• Task to complete
Count the lines in the records that contain the string "green" and give only that number.

• Task material
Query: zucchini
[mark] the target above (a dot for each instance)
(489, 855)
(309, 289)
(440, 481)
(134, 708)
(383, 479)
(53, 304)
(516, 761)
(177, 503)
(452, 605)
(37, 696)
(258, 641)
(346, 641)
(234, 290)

--

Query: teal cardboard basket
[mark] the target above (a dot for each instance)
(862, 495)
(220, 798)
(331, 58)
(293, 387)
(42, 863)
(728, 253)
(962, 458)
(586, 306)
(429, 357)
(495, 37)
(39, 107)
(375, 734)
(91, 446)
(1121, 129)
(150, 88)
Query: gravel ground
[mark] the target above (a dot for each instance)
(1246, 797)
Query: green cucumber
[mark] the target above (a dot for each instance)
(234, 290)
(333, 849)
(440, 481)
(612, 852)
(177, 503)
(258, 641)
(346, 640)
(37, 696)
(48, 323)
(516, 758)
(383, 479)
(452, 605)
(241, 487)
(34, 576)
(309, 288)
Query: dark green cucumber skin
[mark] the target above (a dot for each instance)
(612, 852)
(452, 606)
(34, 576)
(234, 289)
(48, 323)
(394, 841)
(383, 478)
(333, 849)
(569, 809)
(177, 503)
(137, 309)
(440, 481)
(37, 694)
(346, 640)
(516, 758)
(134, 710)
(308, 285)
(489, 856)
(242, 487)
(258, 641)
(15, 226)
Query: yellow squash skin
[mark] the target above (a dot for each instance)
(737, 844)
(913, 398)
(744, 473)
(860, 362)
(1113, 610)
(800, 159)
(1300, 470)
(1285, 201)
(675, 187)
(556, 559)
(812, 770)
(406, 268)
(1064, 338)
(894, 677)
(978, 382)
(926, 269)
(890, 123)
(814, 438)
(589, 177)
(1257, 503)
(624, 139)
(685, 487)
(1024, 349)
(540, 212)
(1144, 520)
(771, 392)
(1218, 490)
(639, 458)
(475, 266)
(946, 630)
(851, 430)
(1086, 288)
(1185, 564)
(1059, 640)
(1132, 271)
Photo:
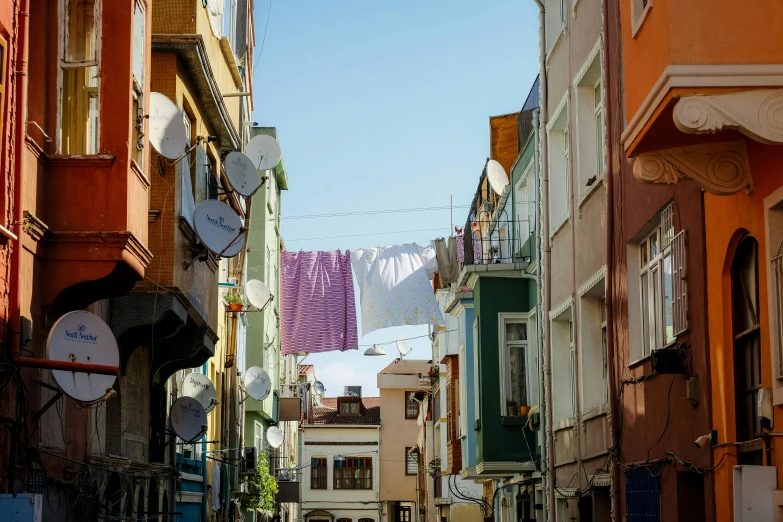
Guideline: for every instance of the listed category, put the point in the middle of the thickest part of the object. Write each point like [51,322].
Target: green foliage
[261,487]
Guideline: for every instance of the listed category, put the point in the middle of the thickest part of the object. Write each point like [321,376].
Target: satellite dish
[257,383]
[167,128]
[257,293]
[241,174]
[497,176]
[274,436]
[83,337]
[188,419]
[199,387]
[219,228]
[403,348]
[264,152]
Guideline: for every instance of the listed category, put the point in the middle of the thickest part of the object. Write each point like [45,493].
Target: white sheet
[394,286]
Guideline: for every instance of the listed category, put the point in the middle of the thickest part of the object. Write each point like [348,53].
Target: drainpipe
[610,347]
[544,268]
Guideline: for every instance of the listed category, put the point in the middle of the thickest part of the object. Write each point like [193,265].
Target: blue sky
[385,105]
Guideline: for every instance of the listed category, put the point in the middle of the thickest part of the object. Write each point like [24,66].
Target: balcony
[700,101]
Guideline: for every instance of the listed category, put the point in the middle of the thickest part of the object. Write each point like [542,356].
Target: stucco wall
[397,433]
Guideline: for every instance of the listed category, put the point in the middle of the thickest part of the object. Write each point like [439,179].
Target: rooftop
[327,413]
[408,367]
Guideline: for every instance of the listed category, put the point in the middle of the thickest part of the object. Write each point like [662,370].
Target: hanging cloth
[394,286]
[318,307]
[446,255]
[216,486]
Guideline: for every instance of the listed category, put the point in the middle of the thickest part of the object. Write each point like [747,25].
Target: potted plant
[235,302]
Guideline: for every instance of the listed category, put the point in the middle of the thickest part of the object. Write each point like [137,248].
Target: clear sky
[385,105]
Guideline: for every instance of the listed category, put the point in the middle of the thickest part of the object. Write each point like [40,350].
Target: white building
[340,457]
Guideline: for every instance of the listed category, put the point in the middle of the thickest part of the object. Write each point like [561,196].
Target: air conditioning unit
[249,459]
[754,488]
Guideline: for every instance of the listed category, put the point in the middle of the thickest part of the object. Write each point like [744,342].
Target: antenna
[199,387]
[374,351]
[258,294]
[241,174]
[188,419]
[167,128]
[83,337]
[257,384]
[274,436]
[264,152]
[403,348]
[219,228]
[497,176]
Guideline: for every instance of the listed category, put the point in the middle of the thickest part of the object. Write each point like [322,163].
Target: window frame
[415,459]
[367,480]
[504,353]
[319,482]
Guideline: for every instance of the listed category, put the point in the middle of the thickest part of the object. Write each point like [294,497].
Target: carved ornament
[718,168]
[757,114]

• Complete output
3